━━━━━ Provided text ━━━━━
In March 2000, BHP signed an agreement with NUCOR Corporation of the USA (NUCOR) and Ishikawajima-Harima Heavy Industries of Japan (IHI) to form a limited liability company (UC) to licence its "Project M" strip casting patents and technology developed with IHI. An Australian BHP subsidiary has transferred its interest in certain patents and technology to the UC at fair market value. NUCOR will become the first licensee of the LLC and will undertake the first commercialisation of this revolutionary steel strip casting technology.
Coated Products:
Coated Products produces a wide range of finished and semi-finished flat steel products in sheet and coil form. Its production and marketing facilities extend internationally and it has trading offices located throughout the world.
━━━━━ Stored rows ━━━━━
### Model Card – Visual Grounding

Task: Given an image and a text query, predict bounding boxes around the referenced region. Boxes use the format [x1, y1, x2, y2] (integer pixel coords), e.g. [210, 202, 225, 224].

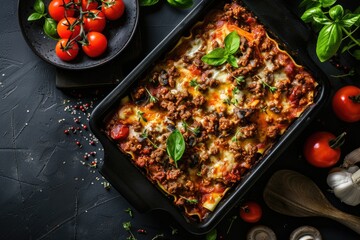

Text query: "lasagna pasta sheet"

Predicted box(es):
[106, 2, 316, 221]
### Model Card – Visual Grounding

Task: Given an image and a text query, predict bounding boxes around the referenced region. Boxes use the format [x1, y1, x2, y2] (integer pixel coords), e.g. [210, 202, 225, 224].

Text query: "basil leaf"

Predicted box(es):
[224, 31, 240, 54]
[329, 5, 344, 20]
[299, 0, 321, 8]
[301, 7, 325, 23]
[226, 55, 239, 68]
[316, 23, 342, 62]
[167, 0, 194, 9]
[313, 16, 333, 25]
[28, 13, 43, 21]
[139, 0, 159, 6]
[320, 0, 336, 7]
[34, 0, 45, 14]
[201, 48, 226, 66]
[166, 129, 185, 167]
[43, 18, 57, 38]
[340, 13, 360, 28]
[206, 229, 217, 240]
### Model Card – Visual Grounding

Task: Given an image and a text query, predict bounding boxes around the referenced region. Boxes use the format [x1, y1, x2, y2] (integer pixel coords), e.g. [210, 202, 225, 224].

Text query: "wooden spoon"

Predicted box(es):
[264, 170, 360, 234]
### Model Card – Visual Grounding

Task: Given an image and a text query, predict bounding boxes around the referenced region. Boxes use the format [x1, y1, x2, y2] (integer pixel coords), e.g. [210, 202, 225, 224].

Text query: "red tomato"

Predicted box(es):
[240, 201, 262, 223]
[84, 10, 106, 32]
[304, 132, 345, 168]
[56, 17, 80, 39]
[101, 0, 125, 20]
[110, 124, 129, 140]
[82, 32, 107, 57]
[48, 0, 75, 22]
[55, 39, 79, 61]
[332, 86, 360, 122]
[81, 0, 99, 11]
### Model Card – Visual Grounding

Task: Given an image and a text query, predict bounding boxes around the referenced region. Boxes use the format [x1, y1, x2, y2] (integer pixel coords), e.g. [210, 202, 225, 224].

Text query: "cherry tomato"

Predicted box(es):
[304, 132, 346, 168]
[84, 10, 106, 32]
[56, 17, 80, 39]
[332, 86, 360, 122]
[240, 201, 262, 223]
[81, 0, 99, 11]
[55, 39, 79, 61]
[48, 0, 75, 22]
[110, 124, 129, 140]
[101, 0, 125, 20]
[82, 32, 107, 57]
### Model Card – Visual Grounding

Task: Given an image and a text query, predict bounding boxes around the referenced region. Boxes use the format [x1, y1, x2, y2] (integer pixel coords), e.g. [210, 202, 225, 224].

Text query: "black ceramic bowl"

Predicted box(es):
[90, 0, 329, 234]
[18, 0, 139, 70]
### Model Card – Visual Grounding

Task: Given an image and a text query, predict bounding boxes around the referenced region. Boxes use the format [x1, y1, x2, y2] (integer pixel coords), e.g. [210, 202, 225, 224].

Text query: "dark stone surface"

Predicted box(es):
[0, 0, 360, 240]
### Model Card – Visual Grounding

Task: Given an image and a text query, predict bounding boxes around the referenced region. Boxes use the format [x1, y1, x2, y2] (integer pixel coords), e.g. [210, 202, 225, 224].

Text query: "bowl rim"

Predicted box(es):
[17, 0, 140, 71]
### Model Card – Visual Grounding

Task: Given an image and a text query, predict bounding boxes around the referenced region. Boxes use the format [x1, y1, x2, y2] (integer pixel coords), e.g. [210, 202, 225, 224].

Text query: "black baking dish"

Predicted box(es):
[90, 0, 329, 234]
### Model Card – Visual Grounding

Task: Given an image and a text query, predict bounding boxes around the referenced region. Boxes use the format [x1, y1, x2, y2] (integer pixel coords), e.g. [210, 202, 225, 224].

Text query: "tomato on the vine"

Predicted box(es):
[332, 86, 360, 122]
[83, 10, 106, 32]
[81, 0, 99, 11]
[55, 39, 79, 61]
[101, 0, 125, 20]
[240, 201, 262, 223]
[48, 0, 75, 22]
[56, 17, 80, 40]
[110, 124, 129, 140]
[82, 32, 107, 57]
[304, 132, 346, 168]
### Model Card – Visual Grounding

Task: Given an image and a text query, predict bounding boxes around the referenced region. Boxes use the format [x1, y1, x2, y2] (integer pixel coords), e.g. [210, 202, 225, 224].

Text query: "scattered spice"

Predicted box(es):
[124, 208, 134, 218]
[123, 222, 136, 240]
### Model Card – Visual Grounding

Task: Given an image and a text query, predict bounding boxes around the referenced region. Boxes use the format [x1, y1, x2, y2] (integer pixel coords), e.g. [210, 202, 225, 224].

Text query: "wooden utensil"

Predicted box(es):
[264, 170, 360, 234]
━━━━━
**Stated task A**
In the provided text about BHP's steel operations, in what forms does Coated Products produce its flat steel products?
**Stated task B**
Duplicate the part of the BHP steel text starting with "In March 2000, BHP" and going on through "throughout the world.".

**Full solution A**
In sheet and coil form.

**Full solution B**
In March 2000, BHP signed an agreement with NUCOR Corporation of the USA (NUCOR) and Ishikawajima-Harima Heavy Industries of Japan (IHI) to form a limited liability company (UC) to licence its "Project M" strip casting patents and technology developed with IHI. An Australian BHP subsidiary has transferred its interest in certain patents and technology to the UC at fair market value. NUCOR will become the first licensee of the LLC and will undertake the first commercialisation of this revolutionary steel strip casting technology.
Coated Products:
Coated Products produces a wide range of finished and semi-finished flat steel products in sheet and coil form. Its production and marketing facilities extend internationally and it has trading offices located throughout the world.